Copy out, word for word, the part of the material below that opens with the line containing "Task: place a pin on each instance of the single-story" and closes with the line containing "Target: single-story house", both lines included.

# # #

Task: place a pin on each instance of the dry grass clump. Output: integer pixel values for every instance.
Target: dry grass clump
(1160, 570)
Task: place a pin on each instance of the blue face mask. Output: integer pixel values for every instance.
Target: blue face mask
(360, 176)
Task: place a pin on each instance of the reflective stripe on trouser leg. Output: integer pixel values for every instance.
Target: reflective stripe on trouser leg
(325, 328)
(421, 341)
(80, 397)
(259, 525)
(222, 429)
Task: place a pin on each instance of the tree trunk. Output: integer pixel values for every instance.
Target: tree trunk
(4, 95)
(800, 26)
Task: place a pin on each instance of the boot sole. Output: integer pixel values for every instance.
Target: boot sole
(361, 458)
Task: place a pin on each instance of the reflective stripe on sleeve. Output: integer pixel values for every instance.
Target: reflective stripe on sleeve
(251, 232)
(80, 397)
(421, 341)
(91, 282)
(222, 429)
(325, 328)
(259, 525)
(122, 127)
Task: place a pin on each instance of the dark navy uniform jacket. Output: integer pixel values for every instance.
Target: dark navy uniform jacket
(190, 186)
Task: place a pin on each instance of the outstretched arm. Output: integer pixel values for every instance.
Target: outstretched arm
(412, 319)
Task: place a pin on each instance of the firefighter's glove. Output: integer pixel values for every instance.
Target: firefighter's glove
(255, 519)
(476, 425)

# # #

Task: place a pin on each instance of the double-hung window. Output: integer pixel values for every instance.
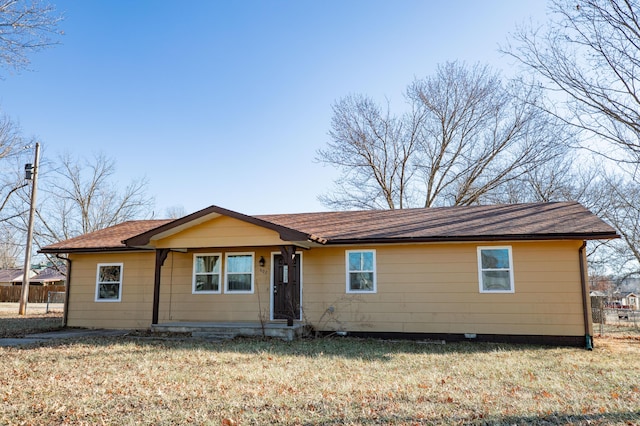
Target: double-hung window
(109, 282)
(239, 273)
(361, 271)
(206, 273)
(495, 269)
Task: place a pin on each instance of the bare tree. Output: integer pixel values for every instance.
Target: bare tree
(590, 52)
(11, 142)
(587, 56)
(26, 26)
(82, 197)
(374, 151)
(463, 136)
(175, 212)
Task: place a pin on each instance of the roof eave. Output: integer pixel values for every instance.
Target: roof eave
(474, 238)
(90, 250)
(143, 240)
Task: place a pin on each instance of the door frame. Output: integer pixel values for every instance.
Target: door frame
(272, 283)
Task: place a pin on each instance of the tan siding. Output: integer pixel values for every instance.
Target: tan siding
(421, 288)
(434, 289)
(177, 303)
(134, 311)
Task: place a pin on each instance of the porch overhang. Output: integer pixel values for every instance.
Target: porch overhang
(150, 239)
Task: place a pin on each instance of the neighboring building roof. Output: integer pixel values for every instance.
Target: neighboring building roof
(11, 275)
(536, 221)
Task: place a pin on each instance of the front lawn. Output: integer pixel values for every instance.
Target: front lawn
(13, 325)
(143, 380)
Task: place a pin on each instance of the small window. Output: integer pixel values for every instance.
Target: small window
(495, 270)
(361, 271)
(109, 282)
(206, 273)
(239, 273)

# # #

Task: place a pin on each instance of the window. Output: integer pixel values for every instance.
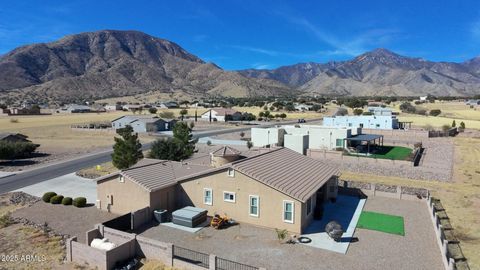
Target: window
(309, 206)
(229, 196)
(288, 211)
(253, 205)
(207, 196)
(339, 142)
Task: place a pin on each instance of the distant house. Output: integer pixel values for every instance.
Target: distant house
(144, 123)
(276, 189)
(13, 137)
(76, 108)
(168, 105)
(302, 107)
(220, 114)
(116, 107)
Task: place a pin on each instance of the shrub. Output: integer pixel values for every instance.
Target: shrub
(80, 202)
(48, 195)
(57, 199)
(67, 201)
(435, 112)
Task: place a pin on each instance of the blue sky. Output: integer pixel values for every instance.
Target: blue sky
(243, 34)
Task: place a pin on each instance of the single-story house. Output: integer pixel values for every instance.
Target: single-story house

# # #

_Exercise result_:
Task: place a pin on each instance of the single-story house. Output: integer pixel values for every instance.
Target: single-story house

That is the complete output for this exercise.